## begin AVAILABLE RECORDS

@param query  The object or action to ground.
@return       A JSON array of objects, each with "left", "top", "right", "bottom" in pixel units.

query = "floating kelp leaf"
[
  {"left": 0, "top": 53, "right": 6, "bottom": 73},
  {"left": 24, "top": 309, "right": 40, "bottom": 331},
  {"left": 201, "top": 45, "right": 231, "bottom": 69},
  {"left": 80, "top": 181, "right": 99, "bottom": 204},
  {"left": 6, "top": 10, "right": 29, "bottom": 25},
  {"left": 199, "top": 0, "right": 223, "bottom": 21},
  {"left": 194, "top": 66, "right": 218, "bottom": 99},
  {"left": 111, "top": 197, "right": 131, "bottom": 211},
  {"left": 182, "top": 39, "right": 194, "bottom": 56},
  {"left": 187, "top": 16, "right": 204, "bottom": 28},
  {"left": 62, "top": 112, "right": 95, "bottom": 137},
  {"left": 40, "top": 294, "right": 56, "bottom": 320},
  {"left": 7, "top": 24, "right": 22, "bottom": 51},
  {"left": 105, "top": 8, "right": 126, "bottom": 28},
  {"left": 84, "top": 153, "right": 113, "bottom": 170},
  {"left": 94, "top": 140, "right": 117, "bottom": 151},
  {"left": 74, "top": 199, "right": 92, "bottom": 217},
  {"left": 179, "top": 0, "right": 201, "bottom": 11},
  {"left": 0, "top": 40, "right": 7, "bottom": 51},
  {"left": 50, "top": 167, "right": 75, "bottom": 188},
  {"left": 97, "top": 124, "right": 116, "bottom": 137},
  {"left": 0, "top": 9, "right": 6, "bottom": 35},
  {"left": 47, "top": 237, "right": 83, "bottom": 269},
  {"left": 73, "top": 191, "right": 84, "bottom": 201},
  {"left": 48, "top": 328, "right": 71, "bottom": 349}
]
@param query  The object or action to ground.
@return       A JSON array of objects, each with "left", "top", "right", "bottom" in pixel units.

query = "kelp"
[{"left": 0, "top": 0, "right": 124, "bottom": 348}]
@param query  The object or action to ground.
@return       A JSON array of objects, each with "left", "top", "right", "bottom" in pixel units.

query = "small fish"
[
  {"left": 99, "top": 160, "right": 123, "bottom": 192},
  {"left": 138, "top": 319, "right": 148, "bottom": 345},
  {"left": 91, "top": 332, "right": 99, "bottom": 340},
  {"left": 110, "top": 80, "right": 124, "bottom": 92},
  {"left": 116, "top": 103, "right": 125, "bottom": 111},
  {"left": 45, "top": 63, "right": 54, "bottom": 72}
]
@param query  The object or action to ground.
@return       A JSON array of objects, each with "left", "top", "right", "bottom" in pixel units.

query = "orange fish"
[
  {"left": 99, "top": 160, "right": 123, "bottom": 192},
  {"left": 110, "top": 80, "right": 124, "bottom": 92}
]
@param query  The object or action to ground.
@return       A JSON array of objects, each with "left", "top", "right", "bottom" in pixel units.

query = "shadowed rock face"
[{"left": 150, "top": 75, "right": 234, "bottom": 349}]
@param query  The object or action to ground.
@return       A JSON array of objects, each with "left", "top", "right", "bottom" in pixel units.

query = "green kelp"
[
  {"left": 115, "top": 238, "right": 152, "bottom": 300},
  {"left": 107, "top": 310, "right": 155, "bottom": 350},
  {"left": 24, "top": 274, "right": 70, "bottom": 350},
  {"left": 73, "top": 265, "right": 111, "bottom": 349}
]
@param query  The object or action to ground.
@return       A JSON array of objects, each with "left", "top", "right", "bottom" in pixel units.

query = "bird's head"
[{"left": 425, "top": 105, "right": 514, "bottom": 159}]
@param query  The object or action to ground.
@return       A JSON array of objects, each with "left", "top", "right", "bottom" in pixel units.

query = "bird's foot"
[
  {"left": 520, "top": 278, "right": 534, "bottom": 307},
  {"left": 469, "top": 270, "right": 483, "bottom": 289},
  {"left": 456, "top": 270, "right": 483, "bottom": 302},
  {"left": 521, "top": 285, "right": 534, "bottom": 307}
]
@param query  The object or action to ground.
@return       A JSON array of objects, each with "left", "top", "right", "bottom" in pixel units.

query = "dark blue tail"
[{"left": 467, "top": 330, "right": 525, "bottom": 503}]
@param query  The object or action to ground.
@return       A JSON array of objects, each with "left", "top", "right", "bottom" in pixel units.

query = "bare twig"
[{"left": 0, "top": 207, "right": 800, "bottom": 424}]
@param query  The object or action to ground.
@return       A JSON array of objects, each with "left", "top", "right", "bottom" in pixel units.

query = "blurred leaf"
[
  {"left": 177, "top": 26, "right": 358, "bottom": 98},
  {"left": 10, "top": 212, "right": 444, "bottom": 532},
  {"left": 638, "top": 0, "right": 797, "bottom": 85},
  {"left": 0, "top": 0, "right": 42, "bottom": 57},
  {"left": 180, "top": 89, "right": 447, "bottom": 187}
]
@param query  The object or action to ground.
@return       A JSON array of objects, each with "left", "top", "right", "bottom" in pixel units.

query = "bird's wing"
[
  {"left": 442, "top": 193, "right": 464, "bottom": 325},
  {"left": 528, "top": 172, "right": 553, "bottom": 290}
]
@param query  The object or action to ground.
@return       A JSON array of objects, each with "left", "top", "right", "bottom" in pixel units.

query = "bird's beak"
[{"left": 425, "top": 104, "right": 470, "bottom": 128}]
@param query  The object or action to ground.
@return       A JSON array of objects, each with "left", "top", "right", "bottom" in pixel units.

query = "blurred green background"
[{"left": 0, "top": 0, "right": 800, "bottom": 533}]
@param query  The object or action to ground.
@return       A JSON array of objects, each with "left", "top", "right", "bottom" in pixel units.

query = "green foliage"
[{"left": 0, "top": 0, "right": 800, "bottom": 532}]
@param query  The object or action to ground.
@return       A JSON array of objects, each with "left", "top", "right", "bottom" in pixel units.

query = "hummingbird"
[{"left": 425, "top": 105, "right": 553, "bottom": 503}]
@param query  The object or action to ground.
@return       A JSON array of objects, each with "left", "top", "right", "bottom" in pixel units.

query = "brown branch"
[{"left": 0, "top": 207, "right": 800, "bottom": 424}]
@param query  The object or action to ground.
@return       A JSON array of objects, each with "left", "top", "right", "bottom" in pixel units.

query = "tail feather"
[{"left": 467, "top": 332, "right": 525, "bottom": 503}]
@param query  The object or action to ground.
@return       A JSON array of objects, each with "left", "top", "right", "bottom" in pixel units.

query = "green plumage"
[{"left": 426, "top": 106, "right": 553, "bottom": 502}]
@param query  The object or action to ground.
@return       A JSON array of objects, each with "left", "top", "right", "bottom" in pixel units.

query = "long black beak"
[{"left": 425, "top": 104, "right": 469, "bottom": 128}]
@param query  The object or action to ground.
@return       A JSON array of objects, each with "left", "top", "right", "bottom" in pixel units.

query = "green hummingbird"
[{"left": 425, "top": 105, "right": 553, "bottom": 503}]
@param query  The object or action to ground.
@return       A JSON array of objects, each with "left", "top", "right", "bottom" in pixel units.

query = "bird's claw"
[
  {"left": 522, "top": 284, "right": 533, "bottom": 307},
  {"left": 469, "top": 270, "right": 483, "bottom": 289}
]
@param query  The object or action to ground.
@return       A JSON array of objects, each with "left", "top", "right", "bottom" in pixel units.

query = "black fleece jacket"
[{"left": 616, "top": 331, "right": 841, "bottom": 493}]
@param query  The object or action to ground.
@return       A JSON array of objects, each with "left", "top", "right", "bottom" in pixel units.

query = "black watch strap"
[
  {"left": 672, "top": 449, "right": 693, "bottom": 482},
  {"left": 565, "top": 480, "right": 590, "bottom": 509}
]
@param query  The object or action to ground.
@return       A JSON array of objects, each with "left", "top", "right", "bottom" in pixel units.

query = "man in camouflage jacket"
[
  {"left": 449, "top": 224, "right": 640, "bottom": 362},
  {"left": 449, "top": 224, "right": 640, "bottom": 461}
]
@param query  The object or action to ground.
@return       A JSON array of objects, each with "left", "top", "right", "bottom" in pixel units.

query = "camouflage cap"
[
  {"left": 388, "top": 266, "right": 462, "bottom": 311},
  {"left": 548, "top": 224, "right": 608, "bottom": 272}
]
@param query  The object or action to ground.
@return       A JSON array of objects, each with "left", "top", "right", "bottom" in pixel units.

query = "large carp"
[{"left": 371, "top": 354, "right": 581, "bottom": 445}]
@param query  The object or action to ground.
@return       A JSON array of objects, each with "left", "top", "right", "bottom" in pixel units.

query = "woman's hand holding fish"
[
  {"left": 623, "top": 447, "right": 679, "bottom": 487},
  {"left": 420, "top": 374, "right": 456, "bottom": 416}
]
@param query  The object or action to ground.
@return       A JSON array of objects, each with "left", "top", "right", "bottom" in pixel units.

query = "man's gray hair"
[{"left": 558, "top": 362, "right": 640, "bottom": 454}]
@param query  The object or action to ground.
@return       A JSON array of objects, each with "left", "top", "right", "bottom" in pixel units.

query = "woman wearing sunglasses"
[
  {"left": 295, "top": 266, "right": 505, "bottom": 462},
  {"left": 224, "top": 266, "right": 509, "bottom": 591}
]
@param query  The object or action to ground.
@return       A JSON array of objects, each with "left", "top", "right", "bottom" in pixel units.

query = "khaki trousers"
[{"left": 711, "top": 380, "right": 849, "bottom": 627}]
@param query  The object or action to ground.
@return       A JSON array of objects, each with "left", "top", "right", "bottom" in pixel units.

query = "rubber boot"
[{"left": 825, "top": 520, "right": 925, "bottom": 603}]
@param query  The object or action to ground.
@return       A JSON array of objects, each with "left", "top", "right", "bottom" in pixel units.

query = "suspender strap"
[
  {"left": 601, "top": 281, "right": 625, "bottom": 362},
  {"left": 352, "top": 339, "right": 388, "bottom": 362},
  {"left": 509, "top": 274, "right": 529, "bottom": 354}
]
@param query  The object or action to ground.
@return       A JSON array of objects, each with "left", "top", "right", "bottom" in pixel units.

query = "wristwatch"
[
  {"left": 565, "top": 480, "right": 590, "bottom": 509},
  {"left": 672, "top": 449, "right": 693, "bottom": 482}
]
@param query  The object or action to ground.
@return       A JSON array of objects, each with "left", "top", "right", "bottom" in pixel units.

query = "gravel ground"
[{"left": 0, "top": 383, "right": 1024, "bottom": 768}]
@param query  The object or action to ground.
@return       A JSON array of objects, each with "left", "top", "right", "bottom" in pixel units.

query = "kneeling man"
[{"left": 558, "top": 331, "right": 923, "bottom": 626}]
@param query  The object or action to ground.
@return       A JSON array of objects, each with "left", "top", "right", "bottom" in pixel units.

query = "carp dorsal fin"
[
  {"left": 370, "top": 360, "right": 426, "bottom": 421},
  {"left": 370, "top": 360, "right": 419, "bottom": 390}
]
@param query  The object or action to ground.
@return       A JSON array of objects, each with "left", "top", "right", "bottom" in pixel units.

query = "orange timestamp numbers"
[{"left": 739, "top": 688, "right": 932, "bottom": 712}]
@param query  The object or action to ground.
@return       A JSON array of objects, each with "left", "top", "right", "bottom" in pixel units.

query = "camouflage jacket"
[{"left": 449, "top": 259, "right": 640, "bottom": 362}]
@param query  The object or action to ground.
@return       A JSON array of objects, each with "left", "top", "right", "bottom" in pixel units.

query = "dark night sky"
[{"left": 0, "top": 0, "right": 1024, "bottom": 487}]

## end AVAILABLE RECORDS

How many lines in the entries above contain the string "beak"? Matching is case-sensitive, and the reply should be the number alone.

2